PROVIDED INFORMATION:

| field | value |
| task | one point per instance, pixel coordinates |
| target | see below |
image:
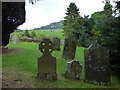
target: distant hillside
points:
(55, 25)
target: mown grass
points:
(25, 62)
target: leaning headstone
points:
(46, 63)
(97, 68)
(69, 48)
(73, 70)
(56, 42)
(15, 39)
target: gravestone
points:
(15, 39)
(46, 63)
(56, 42)
(97, 69)
(73, 70)
(69, 48)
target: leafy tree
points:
(110, 37)
(71, 20)
(13, 15)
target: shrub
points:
(27, 33)
(33, 34)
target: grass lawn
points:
(22, 66)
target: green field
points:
(22, 66)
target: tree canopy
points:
(13, 15)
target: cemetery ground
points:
(19, 69)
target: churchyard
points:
(31, 65)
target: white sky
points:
(45, 12)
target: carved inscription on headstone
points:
(69, 48)
(56, 42)
(73, 70)
(97, 68)
(46, 63)
(15, 39)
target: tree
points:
(110, 37)
(71, 20)
(13, 15)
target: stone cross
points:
(15, 39)
(56, 42)
(97, 68)
(46, 63)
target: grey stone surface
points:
(97, 68)
(15, 39)
(56, 42)
(46, 63)
(73, 70)
(69, 48)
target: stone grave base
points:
(47, 76)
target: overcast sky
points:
(45, 12)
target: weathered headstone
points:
(73, 70)
(15, 39)
(69, 48)
(97, 68)
(46, 63)
(56, 42)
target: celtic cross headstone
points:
(46, 63)
(15, 39)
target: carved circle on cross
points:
(46, 46)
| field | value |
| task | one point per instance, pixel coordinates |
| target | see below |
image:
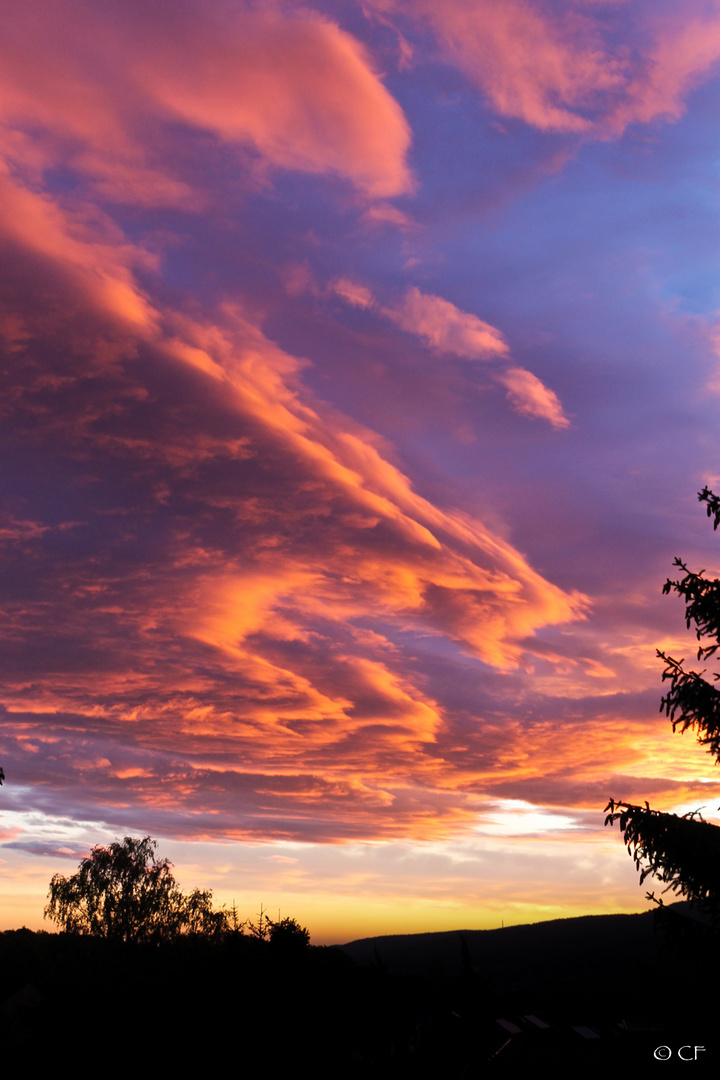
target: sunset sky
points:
(361, 368)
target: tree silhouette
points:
(126, 893)
(683, 851)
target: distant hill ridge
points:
(588, 946)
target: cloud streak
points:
(448, 331)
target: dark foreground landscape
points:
(586, 995)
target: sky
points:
(361, 368)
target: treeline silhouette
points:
(578, 995)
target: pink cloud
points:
(98, 89)
(532, 397)
(559, 68)
(446, 328)
(449, 331)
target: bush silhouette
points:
(126, 893)
(683, 851)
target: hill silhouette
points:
(578, 995)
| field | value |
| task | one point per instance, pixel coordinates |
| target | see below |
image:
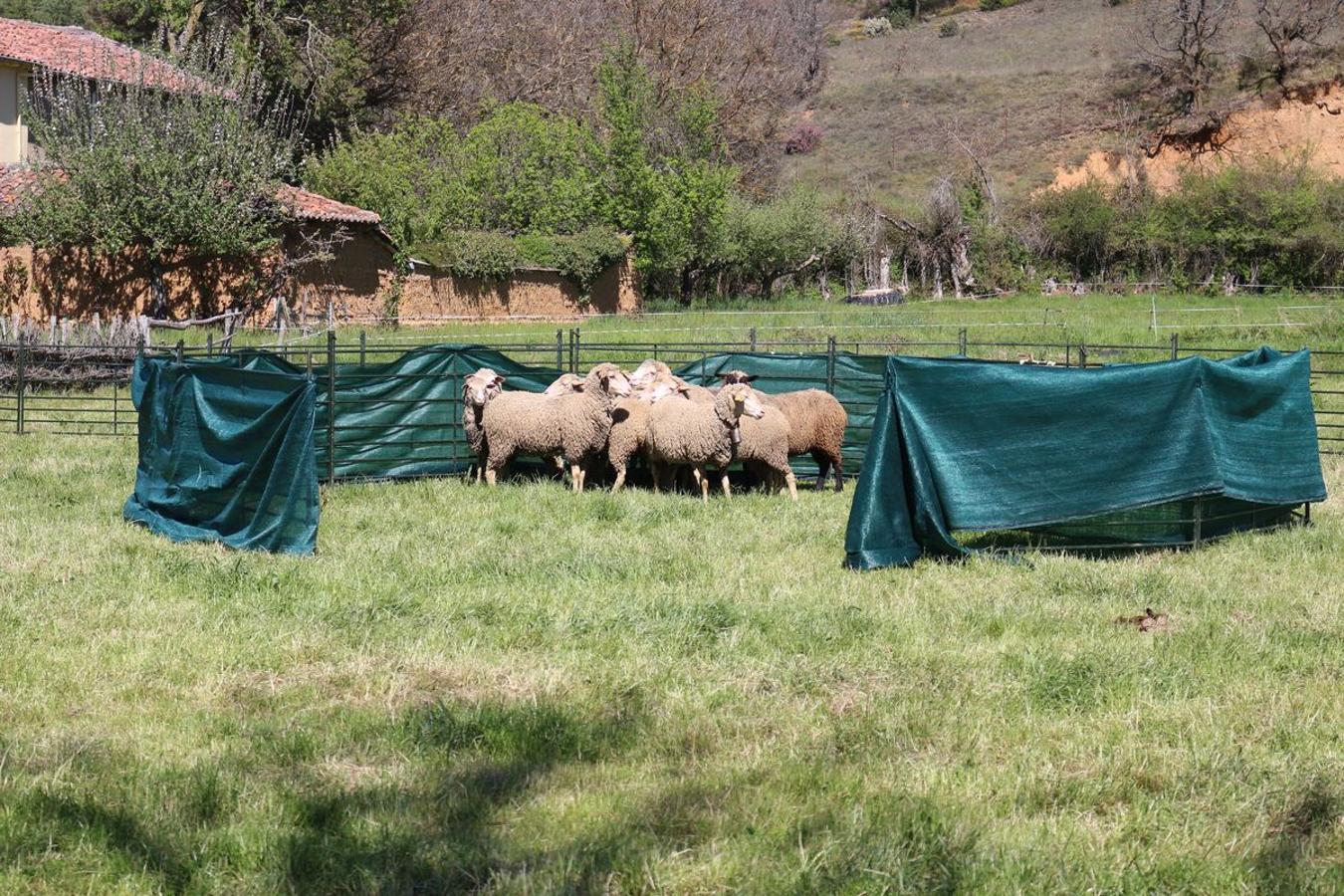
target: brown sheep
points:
(701, 434)
(477, 388)
(649, 369)
(574, 426)
(765, 443)
(816, 425)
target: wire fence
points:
(85, 389)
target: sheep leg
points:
(822, 469)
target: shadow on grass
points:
(432, 825)
(1282, 864)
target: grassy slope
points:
(1029, 88)
(530, 691)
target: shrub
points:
(901, 18)
(875, 27)
(801, 140)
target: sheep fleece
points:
(575, 425)
(687, 431)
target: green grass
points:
(529, 691)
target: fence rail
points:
(85, 389)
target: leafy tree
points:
(167, 172)
(407, 173)
(341, 60)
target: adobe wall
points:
(361, 284)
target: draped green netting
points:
(1129, 454)
(226, 454)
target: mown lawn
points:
(526, 691)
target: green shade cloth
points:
(1116, 454)
(226, 454)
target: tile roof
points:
(310, 206)
(16, 180)
(84, 53)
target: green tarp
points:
(226, 454)
(1144, 453)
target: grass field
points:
(529, 691)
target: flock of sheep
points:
(657, 415)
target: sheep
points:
(816, 425)
(574, 426)
(765, 442)
(564, 384)
(699, 434)
(630, 423)
(651, 368)
(477, 388)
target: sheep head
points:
(481, 385)
(744, 402)
(610, 379)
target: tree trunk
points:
(157, 291)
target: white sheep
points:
(477, 388)
(574, 426)
(698, 434)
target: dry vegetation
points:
(1029, 89)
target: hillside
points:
(1033, 89)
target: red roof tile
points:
(83, 53)
(308, 206)
(15, 180)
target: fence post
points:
(331, 407)
(830, 364)
(20, 385)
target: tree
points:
(1182, 46)
(1292, 27)
(342, 60)
(167, 172)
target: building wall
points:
(14, 135)
(361, 284)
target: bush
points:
(875, 27)
(480, 254)
(801, 140)
(901, 18)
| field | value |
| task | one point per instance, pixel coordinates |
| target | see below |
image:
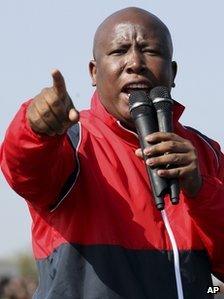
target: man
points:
(96, 231)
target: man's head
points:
(132, 50)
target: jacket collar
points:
(98, 110)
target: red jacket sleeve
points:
(207, 212)
(35, 166)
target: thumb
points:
(73, 115)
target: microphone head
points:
(161, 98)
(160, 92)
(139, 98)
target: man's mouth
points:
(128, 88)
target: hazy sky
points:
(37, 36)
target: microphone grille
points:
(160, 92)
(139, 96)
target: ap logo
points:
(213, 290)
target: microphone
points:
(144, 116)
(163, 103)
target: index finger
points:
(58, 82)
(163, 136)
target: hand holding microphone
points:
(181, 158)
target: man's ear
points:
(92, 71)
(174, 71)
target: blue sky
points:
(37, 36)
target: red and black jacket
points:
(96, 232)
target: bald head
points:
(132, 15)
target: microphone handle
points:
(146, 124)
(165, 122)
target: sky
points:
(37, 36)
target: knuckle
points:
(44, 90)
(46, 113)
(172, 145)
(176, 159)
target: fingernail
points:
(148, 138)
(147, 151)
(150, 162)
(72, 114)
(161, 172)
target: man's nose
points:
(135, 63)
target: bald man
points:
(96, 232)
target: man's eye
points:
(118, 52)
(152, 51)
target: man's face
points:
(131, 55)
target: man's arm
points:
(36, 156)
(204, 195)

EXERCISE OBJECTIVE:
Set out every record exactly, images excluded.

WRITTEN SOLUTION:
| field | value |
| task | one point per instance, pixel coordinates |
| target | see below |
image:
target: distant hillside
points:
(55, 25)
target: mown grass
points:
(25, 62)
target: leaning headstone
points:
(46, 63)
(97, 68)
(69, 48)
(73, 70)
(56, 42)
(15, 39)
target: gravestone
points:
(15, 39)
(46, 63)
(56, 42)
(97, 69)
(73, 70)
(69, 48)
target: leafy tree
points:
(110, 37)
(71, 20)
(13, 15)
target: shrub
points:
(27, 33)
(33, 34)
target: grass lawn
points:
(22, 66)
target: green field
points:
(22, 66)
target: tree canopy
points:
(13, 15)
target: cemetery ground
points:
(19, 69)
target: churchyard
points:
(31, 65)
target: white sky
points:
(45, 12)
target: carved inscription on headstone
points:
(69, 48)
(56, 42)
(73, 70)
(97, 68)
(46, 63)
(15, 39)
target: tree
points:
(110, 37)
(71, 20)
(13, 15)
target: stone cross
points:
(15, 39)
(56, 42)
(97, 68)
(46, 63)
target: grey stone surface
points:
(97, 68)
(15, 39)
(56, 42)
(46, 63)
(73, 70)
(69, 48)
target: stone grave base
points:
(47, 76)
target: overcast sky
points:
(45, 12)
target: weathered headstone
points:
(73, 70)
(15, 39)
(69, 48)
(97, 68)
(46, 63)
(56, 42)
target: celtic cross headstone
points:
(46, 63)
(15, 39)
target: carved circle on cross
points:
(46, 46)
| field | value |
| task | one point per instance, pixel coordinates |
| target | see below |
image:
target: sunset sky
points:
(361, 368)
target: tree silhouette
points:
(126, 893)
(683, 851)
target: distant hill ridge
points:
(588, 946)
target: cloud streak
points:
(448, 331)
target: dark foreground landscape
points:
(586, 995)
target: sky
points:
(361, 368)
target: treeline silhouette
points:
(578, 995)
target: pink cloud
points:
(98, 89)
(532, 397)
(559, 68)
(446, 328)
(449, 331)
target: bush silhouette
points:
(126, 893)
(683, 851)
target: hill silhouette
points:
(578, 995)
| field | value |
| task | one point per instance, pixel coordinates |
| target | see below |
image:
target: brown sheep
points:
(701, 434)
(477, 388)
(649, 369)
(574, 426)
(765, 443)
(816, 425)
target: wire fence
points:
(85, 389)
target: sheep leg
points:
(822, 469)
target: shadow on grass
points:
(432, 825)
(1282, 864)
target: grassy slope
points:
(1029, 88)
(530, 691)
target: shrub
points:
(901, 18)
(875, 27)
(801, 140)
target: sheep fleece
points:
(575, 425)
(687, 431)
target: green grass
points:
(529, 691)
target: fence rail
points:
(85, 389)
target: leafy tree
points:
(167, 172)
(407, 173)
(341, 60)
target: adobe wall
points:
(361, 284)
target: draped green netting
points:
(1129, 454)
(226, 454)
target: mown lawn
points:
(526, 691)
target: green shade cloth
points:
(1116, 454)
(226, 454)
target: tile roof
points:
(310, 206)
(16, 180)
(84, 53)
target: green tarp
points:
(226, 454)
(1144, 453)
target: grass field
points:
(529, 691)
target: flock of sheep
points:
(657, 415)
target: sheep
points:
(816, 425)
(574, 426)
(765, 442)
(564, 384)
(699, 434)
(630, 423)
(651, 368)
(477, 388)
target: sheep head
points:
(481, 385)
(744, 402)
(610, 379)
target: tree trunk
points:
(157, 291)
target: white sheep
points:
(477, 388)
(574, 426)
(698, 434)
target: dry vegetation
points:
(1029, 89)
target: hillside
points:
(1033, 89)
target: red roof tile
points:
(83, 53)
(308, 206)
(15, 180)
target: fence post
points:
(331, 407)
(830, 364)
(20, 385)
target: tree
points:
(1182, 46)
(1292, 27)
(342, 60)
(167, 172)
target: building wall
points:
(14, 135)
(361, 284)
target: bush
points:
(875, 27)
(480, 254)
(801, 140)
(901, 18)
| field | value |
| task | one point per instance, pixel coordinates |
| target | see below |
image:
target: man
points:
(96, 231)
target: man's head
points:
(132, 50)
target: jacket collar
points:
(98, 110)
target: red jacket sleeve
points:
(207, 212)
(35, 166)
target: thumb
points:
(73, 115)
target: microphone head
points:
(161, 98)
(160, 92)
(139, 98)
target: man's mouth
points:
(128, 88)
target: hazy sky
points:
(37, 36)
target: microphone grille
points:
(160, 92)
(139, 96)
target: ap logo
points:
(213, 290)
target: microphone
points:
(144, 116)
(163, 103)
target: index finger
points:
(58, 82)
(163, 136)
target: hand holding microphone
points:
(181, 158)
target: man's ear
points:
(92, 71)
(174, 71)
target: blue sky
points:
(37, 36)
target: red and black jacket
points:
(96, 232)
target: bald head
points:
(132, 15)
target: microphone handle
points:
(146, 124)
(165, 122)
target: sky
points:
(37, 36)
target: knuckle
points:
(44, 90)
(46, 113)
(172, 145)
(176, 159)
target: fingernail
points:
(148, 138)
(147, 151)
(150, 162)
(72, 114)
(161, 172)
target: man's nose
points:
(135, 63)
target: bald man
points:
(96, 232)
target: man's eye
points:
(118, 52)
(152, 51)
target: man's face
points:
(131, 55)
target: man's arm
points:
(36, 156)
(204, 195)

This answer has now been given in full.